Goal of the exercise -
Copy word for word the section of the court ruling below, starting with "In response to Plaintiff's initiating" and going on through "the Court grants.".

Source extract -
-------------------------

In response to Plaintiff's initiating this action, Defendant filed a Motion to Dismiss. (Mot. to Dismiss, ECF No. 10.) Thereafter, on November 11, 2012, the Court held a hearing at which the Court ordered supplemental briefing on several issues. (Minutes of Proceedings, ECF No. 30.) Prior to the deadline for filing the supplemental briefing, the parties filed a Joint Motion to Amend/Correct Complaint. (ECF No. 31; see First Am. Compl. (“FAC”), ECF No. 34.) After the Court granted this Motion, the Court denied Defendants' previously filed Motion to Dismiss as moot. (ECF No. 32.) In response to Plaintiff's First Amended Complaint, (ECF No. 34), Defendants filed the instant Motion to Dismiss (ECF No. 37), which, for the reasons discussed below, the Court grants.

II. JURISDICTION

“Federal courts are courts of limited jurisdiction. They possess only that power authorized by Constitution and statute.” Kokkonen v. Guardian Life Ins. Co. of Am., 511 U.S. 375, 377, 114 S.Ct. 1673, 128 L.Ed.2d 391 (1994). Therefore, before a federal court may consider the merits of a case, it must first determine whether it has proper subject matter jurisdiction. Scott v. Pasadena Unified Sch. Dist., 306 F.3d 646, 653–54 (9th Cir.2002); see also Ex Parte McCardle, 74 U.S. (7 Wall.) 506, 514, 19 L.Ed. 264 (1868) (“Without jurisdiction the court cannot proceed at all in any cause. Jurisdiction is power to declare the law, and when it ceases to exist, the only function remaining to the court is that of announcing the fact and dismissing the cause.”).

-------------------------

Source information -
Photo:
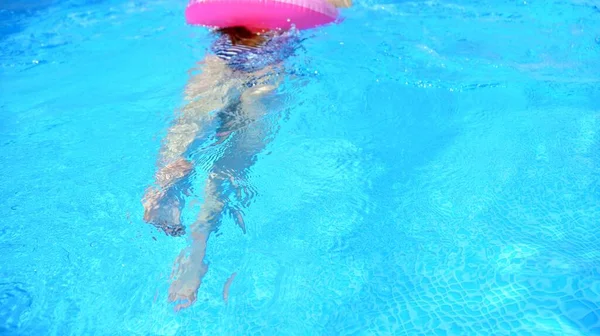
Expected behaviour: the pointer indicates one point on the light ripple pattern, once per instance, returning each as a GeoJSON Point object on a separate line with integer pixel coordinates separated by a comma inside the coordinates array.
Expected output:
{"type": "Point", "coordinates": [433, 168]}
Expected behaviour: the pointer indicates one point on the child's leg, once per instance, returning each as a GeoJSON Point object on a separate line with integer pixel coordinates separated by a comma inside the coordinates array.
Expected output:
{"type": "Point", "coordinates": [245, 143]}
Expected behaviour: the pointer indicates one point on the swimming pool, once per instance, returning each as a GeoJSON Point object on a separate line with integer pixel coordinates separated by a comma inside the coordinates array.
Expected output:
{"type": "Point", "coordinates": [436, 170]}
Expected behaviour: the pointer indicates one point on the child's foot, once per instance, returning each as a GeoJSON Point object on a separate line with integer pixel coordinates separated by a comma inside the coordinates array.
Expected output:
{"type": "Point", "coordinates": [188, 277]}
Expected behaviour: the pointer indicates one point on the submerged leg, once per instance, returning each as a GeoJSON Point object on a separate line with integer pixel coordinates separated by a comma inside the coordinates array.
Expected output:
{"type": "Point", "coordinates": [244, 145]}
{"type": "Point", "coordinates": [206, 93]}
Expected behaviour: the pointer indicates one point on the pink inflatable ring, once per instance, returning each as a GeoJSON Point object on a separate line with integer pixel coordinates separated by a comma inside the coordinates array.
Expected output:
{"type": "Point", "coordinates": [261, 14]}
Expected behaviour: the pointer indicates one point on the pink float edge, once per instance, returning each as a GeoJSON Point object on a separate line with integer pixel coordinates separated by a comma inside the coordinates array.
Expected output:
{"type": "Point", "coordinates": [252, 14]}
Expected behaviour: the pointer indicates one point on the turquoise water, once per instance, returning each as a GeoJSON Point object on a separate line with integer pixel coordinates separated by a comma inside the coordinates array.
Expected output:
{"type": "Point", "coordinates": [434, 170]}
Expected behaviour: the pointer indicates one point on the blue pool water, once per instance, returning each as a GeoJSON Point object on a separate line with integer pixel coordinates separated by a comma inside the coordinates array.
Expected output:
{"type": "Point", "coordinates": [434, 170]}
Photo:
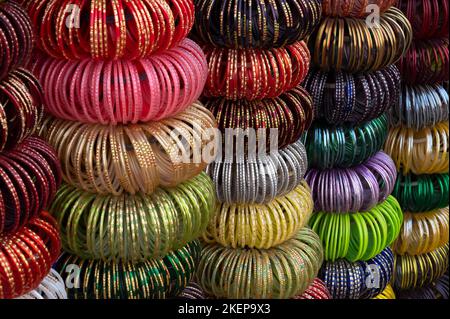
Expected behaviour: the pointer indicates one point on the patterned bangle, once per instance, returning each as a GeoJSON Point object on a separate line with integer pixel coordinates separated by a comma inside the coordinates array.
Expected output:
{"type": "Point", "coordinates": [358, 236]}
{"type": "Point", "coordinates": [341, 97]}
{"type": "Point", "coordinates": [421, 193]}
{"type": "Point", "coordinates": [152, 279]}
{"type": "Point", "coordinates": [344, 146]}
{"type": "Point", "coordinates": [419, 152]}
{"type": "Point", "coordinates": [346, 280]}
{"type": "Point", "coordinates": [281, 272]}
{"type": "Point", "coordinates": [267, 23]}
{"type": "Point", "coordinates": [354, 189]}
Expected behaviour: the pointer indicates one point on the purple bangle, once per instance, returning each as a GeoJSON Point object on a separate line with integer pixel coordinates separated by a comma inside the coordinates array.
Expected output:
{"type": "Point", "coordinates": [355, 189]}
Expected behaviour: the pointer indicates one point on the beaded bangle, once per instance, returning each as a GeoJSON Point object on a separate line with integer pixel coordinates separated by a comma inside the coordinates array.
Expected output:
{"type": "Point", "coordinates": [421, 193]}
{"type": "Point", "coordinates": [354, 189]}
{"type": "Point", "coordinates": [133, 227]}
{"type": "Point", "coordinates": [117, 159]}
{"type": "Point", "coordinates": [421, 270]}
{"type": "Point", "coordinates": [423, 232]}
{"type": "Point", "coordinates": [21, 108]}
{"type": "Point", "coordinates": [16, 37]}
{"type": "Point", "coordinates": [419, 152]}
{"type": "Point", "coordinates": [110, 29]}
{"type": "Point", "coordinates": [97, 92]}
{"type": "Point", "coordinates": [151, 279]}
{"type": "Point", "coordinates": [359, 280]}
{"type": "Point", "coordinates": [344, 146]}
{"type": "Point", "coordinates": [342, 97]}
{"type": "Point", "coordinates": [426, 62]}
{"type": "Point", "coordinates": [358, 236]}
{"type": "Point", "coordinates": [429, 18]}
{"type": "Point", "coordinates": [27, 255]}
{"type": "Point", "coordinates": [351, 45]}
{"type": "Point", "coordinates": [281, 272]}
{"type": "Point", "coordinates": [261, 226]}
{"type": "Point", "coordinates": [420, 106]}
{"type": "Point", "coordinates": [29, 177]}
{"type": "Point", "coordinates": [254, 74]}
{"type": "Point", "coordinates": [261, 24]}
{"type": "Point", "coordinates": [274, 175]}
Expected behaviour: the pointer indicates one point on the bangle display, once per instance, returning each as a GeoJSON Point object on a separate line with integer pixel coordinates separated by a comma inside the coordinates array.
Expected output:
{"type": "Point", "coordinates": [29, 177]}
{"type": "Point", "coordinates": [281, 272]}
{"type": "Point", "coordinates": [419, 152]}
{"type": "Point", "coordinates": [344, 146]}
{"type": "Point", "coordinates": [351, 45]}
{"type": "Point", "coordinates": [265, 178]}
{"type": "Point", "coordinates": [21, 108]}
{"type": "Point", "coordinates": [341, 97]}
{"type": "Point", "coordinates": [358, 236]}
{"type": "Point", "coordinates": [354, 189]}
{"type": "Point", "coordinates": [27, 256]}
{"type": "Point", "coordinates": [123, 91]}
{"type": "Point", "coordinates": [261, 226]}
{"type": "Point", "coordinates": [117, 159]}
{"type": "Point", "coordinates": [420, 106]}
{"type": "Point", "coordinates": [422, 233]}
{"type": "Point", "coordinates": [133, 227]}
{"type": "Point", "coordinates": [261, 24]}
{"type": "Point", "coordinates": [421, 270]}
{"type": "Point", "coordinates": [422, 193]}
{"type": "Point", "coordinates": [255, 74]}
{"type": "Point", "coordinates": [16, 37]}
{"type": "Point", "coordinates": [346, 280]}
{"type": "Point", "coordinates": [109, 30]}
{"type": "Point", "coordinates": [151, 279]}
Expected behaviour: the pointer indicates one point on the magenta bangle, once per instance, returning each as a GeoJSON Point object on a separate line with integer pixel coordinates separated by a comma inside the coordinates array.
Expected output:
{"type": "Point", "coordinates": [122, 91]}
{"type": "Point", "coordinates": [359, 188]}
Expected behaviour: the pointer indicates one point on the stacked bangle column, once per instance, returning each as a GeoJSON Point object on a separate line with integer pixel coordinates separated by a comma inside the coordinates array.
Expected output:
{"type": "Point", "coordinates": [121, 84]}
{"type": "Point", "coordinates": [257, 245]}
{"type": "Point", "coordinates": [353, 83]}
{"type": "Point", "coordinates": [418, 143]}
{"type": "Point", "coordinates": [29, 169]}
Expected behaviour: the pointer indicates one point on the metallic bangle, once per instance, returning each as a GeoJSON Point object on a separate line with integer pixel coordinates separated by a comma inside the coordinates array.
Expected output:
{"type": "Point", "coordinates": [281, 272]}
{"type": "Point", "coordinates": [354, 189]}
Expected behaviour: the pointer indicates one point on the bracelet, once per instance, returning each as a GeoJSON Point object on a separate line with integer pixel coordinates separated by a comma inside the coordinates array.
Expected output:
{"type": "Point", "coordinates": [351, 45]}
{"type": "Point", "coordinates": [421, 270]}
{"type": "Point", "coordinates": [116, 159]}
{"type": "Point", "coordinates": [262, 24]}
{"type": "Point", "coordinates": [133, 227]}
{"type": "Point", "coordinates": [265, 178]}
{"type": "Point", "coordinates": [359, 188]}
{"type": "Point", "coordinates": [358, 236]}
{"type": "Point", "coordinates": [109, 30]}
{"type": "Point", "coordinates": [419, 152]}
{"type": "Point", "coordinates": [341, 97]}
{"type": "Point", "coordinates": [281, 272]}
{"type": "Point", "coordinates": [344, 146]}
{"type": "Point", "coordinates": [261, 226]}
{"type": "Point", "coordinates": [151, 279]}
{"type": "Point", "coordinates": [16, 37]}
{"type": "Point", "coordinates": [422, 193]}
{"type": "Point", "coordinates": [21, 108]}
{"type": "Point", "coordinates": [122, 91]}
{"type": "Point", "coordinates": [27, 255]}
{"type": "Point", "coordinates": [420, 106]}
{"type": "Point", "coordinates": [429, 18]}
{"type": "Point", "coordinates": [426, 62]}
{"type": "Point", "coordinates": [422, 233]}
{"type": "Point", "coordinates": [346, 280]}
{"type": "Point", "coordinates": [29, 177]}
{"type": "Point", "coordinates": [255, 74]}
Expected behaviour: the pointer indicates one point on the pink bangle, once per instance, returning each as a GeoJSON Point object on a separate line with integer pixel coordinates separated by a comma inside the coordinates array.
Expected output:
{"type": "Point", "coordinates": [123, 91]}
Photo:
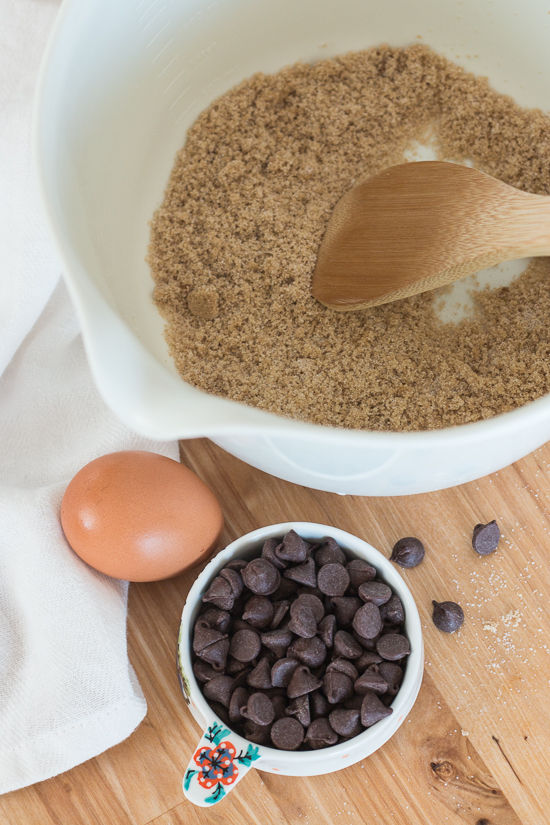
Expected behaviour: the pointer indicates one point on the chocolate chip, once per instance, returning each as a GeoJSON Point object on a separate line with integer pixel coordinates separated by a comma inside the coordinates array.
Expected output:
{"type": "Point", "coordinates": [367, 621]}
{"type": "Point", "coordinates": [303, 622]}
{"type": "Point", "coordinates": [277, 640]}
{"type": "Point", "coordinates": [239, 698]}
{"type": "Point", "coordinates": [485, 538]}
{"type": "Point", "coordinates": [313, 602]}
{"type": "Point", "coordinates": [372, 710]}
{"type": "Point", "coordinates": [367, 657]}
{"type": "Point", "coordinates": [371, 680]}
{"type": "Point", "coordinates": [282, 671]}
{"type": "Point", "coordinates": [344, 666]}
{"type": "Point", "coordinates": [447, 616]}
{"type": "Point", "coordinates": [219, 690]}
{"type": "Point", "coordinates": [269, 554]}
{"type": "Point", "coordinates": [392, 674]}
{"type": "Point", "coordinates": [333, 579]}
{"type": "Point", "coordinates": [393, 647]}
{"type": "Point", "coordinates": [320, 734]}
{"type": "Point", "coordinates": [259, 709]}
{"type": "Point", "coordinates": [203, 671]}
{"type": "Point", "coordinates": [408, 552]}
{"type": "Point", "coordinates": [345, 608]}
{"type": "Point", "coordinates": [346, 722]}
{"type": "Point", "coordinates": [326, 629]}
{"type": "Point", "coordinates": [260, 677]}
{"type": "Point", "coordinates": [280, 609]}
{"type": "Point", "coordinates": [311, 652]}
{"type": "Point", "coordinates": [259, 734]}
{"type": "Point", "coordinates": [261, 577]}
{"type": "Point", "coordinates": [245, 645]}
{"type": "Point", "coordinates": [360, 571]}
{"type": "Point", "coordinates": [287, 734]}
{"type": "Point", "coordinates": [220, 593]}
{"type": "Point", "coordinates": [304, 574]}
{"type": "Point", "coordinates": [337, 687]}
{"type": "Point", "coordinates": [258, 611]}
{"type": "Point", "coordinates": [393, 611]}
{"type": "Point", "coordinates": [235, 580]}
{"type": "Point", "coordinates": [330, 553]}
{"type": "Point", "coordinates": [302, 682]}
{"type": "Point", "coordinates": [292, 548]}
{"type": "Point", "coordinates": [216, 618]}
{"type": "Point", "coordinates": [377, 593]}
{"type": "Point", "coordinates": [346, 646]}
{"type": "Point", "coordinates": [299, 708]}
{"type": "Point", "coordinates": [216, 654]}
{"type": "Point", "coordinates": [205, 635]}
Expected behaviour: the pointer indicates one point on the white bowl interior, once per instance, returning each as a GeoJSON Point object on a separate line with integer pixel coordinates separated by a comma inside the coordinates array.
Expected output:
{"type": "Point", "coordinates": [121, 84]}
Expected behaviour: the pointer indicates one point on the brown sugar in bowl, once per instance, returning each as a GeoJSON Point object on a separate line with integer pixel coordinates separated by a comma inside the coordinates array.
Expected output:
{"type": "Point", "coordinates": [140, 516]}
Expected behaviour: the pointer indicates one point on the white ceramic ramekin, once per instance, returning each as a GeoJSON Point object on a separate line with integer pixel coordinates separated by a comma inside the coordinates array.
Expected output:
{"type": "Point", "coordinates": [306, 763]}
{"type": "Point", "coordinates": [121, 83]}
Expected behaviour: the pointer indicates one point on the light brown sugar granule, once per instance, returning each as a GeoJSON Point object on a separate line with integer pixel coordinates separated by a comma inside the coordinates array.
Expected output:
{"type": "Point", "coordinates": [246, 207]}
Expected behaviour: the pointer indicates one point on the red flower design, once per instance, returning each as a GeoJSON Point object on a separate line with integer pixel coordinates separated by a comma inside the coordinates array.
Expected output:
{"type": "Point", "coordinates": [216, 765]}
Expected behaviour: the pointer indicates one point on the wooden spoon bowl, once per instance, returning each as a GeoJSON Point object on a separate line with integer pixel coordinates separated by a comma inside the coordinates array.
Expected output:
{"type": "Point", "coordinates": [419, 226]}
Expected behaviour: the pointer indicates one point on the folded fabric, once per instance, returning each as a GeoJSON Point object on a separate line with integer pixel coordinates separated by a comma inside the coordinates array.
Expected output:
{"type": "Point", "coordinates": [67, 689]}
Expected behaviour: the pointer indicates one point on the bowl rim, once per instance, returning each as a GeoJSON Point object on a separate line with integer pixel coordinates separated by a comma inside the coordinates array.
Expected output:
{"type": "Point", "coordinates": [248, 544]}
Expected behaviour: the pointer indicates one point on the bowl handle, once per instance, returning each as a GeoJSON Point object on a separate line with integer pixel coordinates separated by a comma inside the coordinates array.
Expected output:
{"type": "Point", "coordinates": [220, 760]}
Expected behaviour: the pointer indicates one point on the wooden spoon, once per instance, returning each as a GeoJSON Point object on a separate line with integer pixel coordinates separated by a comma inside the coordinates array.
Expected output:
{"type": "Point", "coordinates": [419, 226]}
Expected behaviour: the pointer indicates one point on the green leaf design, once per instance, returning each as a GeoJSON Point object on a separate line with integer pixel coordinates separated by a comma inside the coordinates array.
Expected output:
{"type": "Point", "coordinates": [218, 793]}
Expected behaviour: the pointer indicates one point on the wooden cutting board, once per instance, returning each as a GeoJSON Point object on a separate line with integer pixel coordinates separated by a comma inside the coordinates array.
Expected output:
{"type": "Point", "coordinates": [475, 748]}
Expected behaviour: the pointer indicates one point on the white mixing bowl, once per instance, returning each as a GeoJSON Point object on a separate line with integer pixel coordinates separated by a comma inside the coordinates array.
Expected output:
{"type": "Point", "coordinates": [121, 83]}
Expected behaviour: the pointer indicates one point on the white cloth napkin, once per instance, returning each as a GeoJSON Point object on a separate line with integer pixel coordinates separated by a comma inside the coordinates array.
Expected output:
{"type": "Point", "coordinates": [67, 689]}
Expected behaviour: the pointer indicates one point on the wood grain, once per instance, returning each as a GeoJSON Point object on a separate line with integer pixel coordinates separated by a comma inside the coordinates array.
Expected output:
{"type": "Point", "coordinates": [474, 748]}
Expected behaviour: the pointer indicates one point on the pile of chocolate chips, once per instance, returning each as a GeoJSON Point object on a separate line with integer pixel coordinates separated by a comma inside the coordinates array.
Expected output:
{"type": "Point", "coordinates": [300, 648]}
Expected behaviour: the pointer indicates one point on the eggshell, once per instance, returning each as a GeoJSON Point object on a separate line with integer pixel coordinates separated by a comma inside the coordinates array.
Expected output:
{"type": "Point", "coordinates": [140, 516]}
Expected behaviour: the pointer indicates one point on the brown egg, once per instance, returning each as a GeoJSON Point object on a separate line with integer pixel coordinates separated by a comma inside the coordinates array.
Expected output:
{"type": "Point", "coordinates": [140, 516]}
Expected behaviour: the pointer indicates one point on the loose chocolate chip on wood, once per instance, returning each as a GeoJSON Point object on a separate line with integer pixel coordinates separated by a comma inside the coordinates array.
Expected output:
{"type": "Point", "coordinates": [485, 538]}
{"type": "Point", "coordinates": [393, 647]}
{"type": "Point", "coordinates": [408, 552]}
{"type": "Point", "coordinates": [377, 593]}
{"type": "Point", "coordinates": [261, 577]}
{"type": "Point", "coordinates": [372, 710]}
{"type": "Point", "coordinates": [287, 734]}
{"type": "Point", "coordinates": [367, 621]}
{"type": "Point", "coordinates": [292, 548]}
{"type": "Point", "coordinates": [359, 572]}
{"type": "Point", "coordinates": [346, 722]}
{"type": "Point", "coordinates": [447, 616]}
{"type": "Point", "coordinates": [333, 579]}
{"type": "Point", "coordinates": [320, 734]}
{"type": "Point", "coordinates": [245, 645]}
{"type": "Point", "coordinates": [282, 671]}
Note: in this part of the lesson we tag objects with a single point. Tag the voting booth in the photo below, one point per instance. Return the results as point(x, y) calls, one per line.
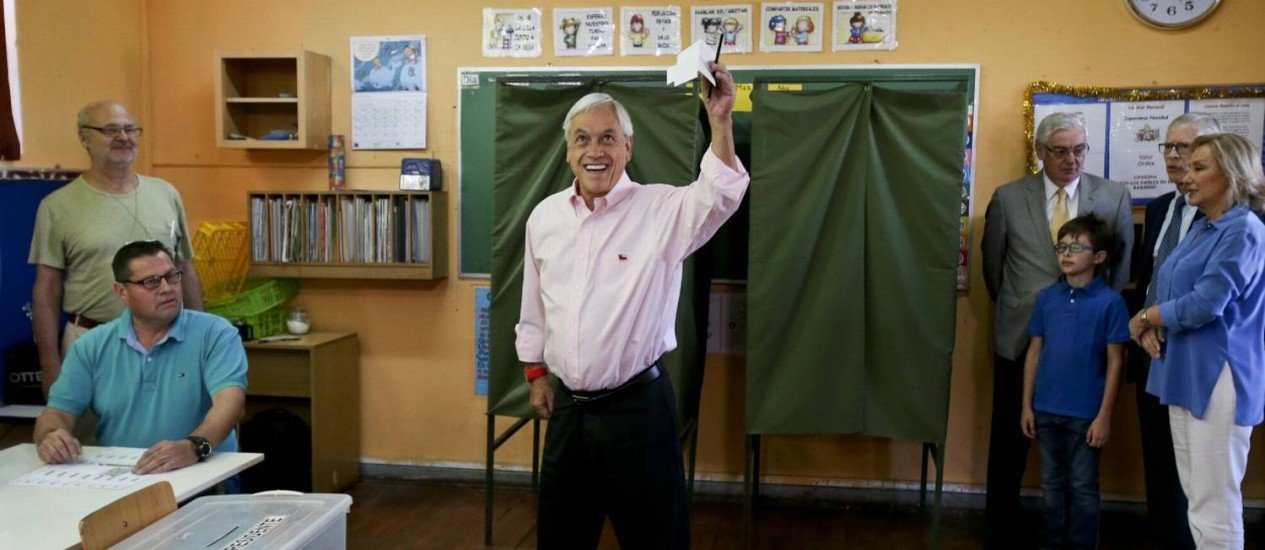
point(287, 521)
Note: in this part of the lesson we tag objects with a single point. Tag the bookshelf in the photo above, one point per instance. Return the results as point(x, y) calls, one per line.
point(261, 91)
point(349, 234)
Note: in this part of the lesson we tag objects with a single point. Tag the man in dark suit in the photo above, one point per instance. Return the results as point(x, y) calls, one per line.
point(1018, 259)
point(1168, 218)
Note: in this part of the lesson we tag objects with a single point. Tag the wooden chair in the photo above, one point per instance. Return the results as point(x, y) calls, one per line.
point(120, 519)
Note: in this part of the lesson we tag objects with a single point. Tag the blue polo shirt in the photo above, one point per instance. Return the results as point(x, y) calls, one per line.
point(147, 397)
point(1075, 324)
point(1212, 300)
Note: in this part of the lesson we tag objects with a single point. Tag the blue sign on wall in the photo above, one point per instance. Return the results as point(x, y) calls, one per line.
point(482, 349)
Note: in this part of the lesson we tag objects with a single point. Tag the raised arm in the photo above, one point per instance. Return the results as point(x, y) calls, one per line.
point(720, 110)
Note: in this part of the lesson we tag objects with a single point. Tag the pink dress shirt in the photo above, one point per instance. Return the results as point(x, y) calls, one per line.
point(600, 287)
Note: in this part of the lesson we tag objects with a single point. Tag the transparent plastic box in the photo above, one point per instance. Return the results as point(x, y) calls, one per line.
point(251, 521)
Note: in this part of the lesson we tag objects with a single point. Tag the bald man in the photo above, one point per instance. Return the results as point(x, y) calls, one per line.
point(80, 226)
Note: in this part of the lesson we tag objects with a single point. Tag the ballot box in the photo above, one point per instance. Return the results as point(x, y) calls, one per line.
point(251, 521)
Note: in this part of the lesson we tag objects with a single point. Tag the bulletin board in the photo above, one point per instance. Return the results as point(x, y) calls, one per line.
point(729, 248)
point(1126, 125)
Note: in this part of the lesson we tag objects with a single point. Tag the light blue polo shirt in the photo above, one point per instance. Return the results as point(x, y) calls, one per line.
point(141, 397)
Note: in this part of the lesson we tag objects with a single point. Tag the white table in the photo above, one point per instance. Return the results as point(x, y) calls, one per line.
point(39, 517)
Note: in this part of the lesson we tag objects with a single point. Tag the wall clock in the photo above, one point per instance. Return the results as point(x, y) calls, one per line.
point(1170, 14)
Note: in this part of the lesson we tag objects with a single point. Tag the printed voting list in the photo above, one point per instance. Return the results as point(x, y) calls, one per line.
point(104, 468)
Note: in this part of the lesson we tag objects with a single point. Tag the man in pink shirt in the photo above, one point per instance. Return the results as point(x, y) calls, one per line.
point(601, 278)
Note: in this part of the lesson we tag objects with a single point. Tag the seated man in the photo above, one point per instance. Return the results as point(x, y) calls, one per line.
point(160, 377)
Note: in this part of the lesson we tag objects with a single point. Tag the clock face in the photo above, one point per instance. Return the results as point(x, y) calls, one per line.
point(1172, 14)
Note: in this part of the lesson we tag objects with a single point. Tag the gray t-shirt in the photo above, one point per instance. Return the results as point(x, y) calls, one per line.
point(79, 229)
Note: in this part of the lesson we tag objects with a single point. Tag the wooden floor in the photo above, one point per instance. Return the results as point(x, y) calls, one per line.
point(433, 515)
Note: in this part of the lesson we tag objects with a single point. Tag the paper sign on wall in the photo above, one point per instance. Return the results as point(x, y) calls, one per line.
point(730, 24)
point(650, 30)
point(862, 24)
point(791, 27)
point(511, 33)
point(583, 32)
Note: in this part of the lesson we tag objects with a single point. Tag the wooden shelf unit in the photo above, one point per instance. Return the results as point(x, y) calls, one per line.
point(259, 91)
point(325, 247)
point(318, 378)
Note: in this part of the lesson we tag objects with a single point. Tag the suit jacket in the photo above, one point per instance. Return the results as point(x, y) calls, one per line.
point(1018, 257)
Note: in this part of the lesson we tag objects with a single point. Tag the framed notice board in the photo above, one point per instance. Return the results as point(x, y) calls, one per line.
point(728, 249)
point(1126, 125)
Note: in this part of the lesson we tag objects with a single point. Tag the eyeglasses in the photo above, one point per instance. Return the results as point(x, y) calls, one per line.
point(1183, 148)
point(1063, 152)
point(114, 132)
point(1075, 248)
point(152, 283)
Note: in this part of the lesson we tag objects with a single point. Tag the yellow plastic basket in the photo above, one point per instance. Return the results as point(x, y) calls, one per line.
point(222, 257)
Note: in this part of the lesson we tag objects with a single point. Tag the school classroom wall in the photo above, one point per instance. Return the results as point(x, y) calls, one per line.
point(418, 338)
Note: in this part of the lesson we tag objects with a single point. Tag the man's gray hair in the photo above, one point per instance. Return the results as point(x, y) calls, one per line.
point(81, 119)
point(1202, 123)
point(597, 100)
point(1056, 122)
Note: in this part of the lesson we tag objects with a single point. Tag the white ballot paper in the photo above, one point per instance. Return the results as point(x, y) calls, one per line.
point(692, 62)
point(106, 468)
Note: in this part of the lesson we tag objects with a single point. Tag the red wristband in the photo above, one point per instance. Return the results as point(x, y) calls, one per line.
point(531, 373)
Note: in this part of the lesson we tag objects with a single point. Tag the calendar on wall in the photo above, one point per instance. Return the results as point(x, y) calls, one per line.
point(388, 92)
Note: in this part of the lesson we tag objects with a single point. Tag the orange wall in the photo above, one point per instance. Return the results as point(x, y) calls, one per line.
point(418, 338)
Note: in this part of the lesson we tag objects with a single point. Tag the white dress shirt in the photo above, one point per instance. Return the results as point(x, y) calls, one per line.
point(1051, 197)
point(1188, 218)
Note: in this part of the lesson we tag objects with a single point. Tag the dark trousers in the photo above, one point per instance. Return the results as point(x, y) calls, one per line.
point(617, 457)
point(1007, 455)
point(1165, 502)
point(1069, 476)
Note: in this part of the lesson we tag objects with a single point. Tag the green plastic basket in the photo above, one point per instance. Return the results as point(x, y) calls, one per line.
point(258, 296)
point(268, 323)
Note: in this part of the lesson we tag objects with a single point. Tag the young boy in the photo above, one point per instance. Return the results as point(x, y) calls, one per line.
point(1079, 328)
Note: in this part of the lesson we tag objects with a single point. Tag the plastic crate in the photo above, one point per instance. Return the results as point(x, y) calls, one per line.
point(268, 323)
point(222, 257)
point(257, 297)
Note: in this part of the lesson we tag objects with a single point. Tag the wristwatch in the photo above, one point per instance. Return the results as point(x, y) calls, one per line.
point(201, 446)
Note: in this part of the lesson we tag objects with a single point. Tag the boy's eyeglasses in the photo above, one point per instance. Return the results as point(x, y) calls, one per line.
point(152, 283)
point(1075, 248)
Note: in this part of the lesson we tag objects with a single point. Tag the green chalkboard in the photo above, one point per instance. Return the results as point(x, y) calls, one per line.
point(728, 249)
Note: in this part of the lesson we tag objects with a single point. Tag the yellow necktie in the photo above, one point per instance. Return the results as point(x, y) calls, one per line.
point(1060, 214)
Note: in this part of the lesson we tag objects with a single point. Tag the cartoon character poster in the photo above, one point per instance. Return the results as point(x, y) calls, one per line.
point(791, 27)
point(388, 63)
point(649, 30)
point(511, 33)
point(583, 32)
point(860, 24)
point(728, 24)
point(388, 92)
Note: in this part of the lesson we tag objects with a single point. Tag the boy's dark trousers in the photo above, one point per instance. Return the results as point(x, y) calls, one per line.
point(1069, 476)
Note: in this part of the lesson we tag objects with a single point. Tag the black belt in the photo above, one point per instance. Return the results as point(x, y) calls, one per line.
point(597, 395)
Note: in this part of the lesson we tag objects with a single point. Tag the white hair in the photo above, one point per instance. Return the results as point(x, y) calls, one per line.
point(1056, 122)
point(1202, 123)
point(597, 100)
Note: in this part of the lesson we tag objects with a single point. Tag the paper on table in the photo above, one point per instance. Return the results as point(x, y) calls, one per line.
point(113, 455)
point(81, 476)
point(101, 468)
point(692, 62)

-------------------------

Answer to the exercise -
In response to Plaintiff's initiating this action, Defendant filed a Motion to Dismiss. (Mot. to Dismiss, ECF No. 10.) Thereafter, on November 11, 2012, the Court held a hearing at which the Court ordered supplemental briefing on several issues. (Minutes of Proceedings, ECF No. 30.) Prior to the deadline for filing the supplemental briefing, the parties filed a Joint Motion to Amend/Correct Complaint. (ECF No. 31; see First Am. Compl. (“FAC”), ECF No. 34.) After the Court granted this Motion, the Court denied Defendants' previously filed Motion to Dismiss as moot. (ECF No. 32.) In response to Plaintiff's First Amended Complaint, (ECF No. 34), Defendants filed the instant Motion to Dismiss (ECF No. 37), which, for the reasons discussed below, the Court grants.